Free State MEC for Sport, Arts, Culture and Recreation
- In office 28 May 2019 – 14 June 2024
- Premier: Mxolisi Dukwana Sisi Ntombela
- Preceded by: Mathabo Leeto
- Succeeded by: Zanele Sifuba

Free State MEC for Economic, Small Business Development, Tourism & Environmental Affairs
- In office 9 May 2018 – 28 May 2019
- Premier: Sisi Ntombela
- Preceded by: Benny Malakoane
- Succeeded by: Makalo Mohale

Free State MEC for Social Development
- In office 4 October 2016 – 9 May 2018
- Premier: Ace Magashule
- Preceded by: Sisi Ntombela
- Succeeded by: Butana Khompela

Member of the Free State Provincial Legislature
- In office 21 May 2014 – 28 May 2024

Personal details
- Born: Limakatso Patricia Mahasa 12 December 1978 (age 47) Maokeng, Kroonstad, South Africa
- Party: African National Congress
- Alma mater: University of the Witwatersrand University of Johannesburg

= Limakatso Mahasa =

South African politician

Limakatso Patricia Mahasa (born 12 December 1978) is a South African politician who served as the Member of the Executive Council (MEC) for Sport, Arts, Culture and Recreation in the Free State from 2019 until 2024. A member of the African National Congress, she previously served as the MEC for Economic, Small Business Development, Tourism & Environmental Affairs from 2018 until 2019 and before that, as the MEC for Social Development from 2016 to 2018.

__SET OF TASKS__:
[1] Please answer these questions about the Limakatso Mahasa article:
(a) Who held the post of Free State MEC for Social Development immediately before her?
(b) Where was she born?
(c) Which party is she a member of?
[2] Write the next part of the Limakatso Mahasa article, picking up after its final sentence.

[Location labeling records]
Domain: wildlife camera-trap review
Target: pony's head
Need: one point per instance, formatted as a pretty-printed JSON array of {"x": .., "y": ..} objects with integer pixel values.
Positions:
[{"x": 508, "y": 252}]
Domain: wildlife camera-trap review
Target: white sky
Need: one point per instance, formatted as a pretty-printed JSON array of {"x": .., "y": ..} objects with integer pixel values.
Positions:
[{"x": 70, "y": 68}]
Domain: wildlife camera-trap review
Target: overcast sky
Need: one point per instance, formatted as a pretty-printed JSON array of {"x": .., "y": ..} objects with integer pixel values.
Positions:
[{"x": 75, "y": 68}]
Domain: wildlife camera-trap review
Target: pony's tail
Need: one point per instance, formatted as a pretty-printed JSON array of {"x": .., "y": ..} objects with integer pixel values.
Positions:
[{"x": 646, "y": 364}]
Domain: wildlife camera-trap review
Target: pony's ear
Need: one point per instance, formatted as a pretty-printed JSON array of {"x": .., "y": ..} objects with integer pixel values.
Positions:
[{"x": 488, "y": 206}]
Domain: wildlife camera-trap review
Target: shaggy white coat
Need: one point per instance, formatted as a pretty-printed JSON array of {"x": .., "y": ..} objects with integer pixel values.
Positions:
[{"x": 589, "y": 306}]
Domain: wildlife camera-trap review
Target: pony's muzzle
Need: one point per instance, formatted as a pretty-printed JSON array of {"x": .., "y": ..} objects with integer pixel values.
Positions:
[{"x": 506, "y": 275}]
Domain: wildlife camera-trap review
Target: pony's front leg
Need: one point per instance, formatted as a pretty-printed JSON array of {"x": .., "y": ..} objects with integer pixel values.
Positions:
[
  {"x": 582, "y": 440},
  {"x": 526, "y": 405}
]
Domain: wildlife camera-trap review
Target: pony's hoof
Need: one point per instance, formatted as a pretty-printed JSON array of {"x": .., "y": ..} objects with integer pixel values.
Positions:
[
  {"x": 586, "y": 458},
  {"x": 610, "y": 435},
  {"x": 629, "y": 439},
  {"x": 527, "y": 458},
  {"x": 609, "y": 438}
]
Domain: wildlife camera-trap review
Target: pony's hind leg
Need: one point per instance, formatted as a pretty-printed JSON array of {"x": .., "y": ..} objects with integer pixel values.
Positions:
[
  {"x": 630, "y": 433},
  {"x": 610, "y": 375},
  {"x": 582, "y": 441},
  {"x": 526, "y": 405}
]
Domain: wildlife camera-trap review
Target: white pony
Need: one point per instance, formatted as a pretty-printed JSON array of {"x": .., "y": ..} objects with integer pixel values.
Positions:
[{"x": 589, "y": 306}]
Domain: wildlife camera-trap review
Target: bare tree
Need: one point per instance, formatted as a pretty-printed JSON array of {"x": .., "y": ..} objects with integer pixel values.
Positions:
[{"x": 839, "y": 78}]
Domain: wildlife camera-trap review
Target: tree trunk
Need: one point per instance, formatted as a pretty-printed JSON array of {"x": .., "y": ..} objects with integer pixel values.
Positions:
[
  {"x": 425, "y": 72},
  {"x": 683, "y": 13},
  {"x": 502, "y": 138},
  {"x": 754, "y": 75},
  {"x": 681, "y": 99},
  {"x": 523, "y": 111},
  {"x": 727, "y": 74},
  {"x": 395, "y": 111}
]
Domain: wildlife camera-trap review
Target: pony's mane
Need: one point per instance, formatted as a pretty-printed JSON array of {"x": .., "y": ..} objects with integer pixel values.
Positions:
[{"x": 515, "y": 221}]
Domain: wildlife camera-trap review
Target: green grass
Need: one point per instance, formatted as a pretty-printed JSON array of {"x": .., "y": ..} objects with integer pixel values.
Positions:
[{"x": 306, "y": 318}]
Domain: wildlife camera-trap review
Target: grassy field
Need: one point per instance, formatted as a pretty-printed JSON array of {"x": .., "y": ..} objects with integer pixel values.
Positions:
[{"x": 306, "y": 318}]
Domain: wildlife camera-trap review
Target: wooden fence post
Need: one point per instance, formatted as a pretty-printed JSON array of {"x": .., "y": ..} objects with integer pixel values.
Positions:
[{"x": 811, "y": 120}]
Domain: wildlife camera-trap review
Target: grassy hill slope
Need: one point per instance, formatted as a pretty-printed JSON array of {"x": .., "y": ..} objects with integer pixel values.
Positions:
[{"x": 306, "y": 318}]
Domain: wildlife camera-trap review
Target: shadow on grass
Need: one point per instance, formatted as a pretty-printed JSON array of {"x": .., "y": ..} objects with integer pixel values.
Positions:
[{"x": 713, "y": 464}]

__OUTPUTS FOR THE TASKS__:
[1]
(a) Sisi Ntombela
(b) Maokeng, Kroonstad, South Africa
(c) The African National Congress

[2]
==Early life and education==
Mahasa was born in Maokeng, Kroonstad in the Orange Free State Province on 12 December 1978. She matriculated from Calculus High School. Mahasa went on to earn a qualification in Advanced Governance and Public Leadership from the University of the Witwatersrand in 2016 and a competence certificate on strategic diplomacy from the University of Johannesburg in 2017. She is currently registered for the Management Advanced Programme at Wits.

==Political career==
Mahasa joined the African National Congress Youth League at a young age. She was an ANCYL branch executive committee member, a member of the ANCYL regional executive committee in the Fezile Dabi region and a member of the Provincial Task Team (PTT) and the youth league's Provincial Executive Committee in the Free State. Mahasa was a secretary of an ANC Branch Executive Committee, a member of the Fezile Dabi regional executive and a Provincial Task Team (PTT) member.

Mahasa was employed as a secretary in the office of the chief whip in the Moqhaka Local Municipality between 2006 and 2007, when she became the personal assistant to the chief whip. In 2011, she was elected as an ANC PR councillor in the Moqhaka municipality and was appointed a manager in the speaker's office.

===Provincial government===
In 2014, Mahasa was elected to the Free State Provincial Legislature. She was appointed a finance whip. She was elected chairperson of the Portfolio Committee of Co-operative Governance and Traditional Affairs, Police and Premier in 2015. On 4 October 2016, Mahasa was appointed Member of the Executive Council (MEC) for Social Development by premier Ace Magashule.

On 9 May 2018, Mahasa was selected to be the MEC for Economic, Small Business Development, Tourism and Environmental Affairs by newly premier Sisi Ntombela.

Following the 2019 national and provincial elections, Mahasa became the MEC for Sport, Arts, Culture and Recreation in the newly configured Executive Council of Sisi Ntombela.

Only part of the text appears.